▶ _Task description_: When you copy the entries, keep every word exactly as it stands.

(Saved entries)

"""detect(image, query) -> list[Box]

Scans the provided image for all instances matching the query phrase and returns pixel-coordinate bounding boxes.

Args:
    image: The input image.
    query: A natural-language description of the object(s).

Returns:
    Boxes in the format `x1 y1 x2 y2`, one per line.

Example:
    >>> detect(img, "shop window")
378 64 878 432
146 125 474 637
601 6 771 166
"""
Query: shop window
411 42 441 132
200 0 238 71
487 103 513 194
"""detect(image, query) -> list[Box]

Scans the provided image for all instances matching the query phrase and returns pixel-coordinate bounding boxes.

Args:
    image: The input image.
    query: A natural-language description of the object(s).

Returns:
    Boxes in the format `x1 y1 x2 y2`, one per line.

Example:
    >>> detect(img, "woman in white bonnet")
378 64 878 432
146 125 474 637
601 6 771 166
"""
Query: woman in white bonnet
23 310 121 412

▶ _Answer to this task_:
"""detect(image, query) -> list[Box]

Scans the provided image for all instances matching the query phrase and returns pixel-coordinate bounding boxes.

Args:
    image: The input image.
    query: A natural-language description of the object(s).

Returns:
    Boxes in the format `x1 y1 x2 y2`, one per line.

Example:
    >>> detect(img, "shop window")
378 64 878 432
146 125 474 637
601 6 771 166
"""
Query: shop window
411 42 441 132
200 0 238 71
487 103 513 194
"""detect(image, query) -> list[Box]

Scans the provided image for all instances matching the query phrase and returns pixel-coordinate bounding boxes.

Args:
    image: The input image.
    query: A natural-language description of the object(s).

Returns:
    Boxes in the format `x1 y1 x2 y2`, one per line.

Example:
    >>> detect(img, "woman in white bonnet")
378 64 878 432
146 125 474 637
601 6 771 166
"""
Query: woman in white bonnet
23 310 121 412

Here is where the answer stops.